▶ **Fragmento de lectura**:
-----

Pablo L. Orosa
sequía en ciudad del cabo

Día Cero. Un año después de la catástrofe que nunca ocurrió

El 12 de abril de 2018, Ciudad del Cabo ganó una guerra en la que no puede vencer. El temido «Día Cero», el momento en el que se cortaría el suministro de agua a todos los hogares y negocios de la segunda urbe más poblada de Sudáfrica, nunca llegó. Probablemente nunca llegue. Pero sus habitantes no tienen más alternativa que enfrentarse cada día a su sombra. Y por ahora, nadie ha sido nunca capaz de vencer a una sombra. Tampoco al cambio climático, como nos lo recuerda la fecha de mañana: 17 de junio, Día Mundial de Lucha contra la Desertificación y la Sequía.

-----

▶ **Datos proporcionados**:
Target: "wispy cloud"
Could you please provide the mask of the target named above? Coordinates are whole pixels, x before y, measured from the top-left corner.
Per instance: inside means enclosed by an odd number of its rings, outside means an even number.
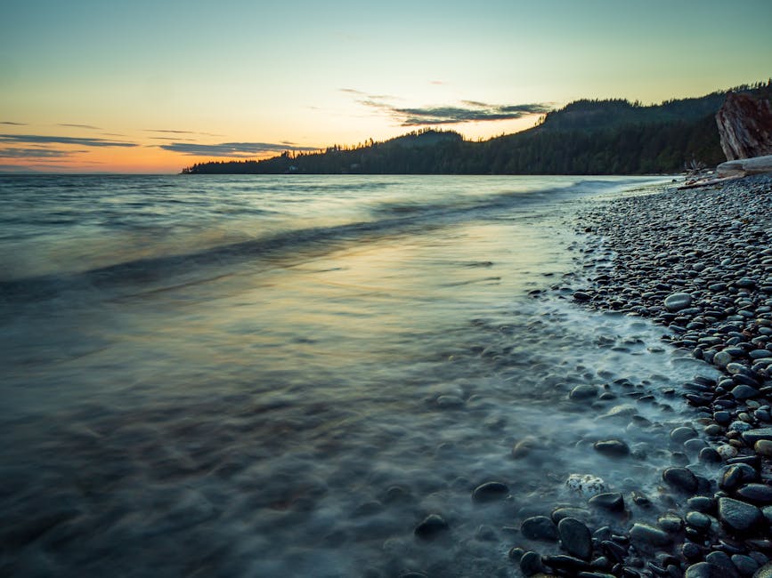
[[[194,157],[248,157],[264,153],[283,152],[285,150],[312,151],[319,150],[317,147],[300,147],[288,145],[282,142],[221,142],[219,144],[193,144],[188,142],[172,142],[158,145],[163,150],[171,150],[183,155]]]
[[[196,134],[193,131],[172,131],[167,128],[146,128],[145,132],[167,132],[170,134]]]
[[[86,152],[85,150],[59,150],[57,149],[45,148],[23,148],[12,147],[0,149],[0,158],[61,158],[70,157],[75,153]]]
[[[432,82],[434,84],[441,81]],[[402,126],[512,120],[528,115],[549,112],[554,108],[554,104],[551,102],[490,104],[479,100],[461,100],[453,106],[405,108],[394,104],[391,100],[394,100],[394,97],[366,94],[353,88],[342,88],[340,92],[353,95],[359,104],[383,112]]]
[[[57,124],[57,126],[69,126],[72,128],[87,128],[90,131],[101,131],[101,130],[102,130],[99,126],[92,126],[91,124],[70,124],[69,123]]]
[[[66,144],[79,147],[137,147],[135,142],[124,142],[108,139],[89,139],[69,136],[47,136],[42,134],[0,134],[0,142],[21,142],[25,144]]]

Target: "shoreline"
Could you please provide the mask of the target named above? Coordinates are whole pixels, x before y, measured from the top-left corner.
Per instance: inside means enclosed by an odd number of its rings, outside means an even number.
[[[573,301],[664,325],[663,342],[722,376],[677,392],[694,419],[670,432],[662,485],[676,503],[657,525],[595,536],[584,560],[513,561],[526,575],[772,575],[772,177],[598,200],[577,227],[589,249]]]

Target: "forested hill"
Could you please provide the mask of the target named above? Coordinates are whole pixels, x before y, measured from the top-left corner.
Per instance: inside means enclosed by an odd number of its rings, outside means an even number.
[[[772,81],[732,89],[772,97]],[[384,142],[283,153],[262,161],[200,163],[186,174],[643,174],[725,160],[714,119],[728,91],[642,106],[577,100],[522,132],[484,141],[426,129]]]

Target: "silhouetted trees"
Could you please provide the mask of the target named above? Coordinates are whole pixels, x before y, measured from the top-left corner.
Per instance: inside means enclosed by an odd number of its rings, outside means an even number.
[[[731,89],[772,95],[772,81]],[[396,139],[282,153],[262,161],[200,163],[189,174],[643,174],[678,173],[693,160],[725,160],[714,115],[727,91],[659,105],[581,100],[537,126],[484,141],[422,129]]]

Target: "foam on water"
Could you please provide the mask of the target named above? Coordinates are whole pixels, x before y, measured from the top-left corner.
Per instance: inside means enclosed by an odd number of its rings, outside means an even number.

-----

▶ **Tarea propuesta**: Redacta la continuación del texto sobre la sequía en Ciudad del Cabo, a partir de la oración con que termina.

▶ **Respuesta al ejercicio**:
Dicen que no hay nostalgia peor que la de lo que nunca jamás sucedió. Los hábitos se vuelven rutinas y con ellas a la vida le duele la pasión. Hace un año, a Margaret le dolía el jardín en el que había jugado con sus hijos, reído con su marido, soñado con ser campeona del mundo de natación. Hoy, lo único que le duele es la pierna de sus más de 70 años. La sujeta con una mano para bajarse del coche, mientras con la otra acaricia a los dos perros que le hacen compañía en la vivienda unifamiliar, de dos plantas y una casa de la piscina sin piscina anexa, en un barrio residencial a pocos kilómetros del centro de Ciudad del Cabo.

«Han dicho en la radio que el martes va a llover». Sin dar tiempo a una respuesta, rebusca una segunda opinión en la aplicación del tiempo del smartphone que le dejó su hijo antes de irse a inaugurar una escuela de surf en una ciudad cercana. En este último año Margaret ha aprendido dos cosas: a no fiarse de la predicción del tiempo y a no dejar de mirarla continuamente. También a lavarse los dientes con el grifo cerrado, a tirar de la cisterna una vez al día de no mediar causa mayor o a ducharse sobre un barreño para no desperdiciar ni una gota de agua.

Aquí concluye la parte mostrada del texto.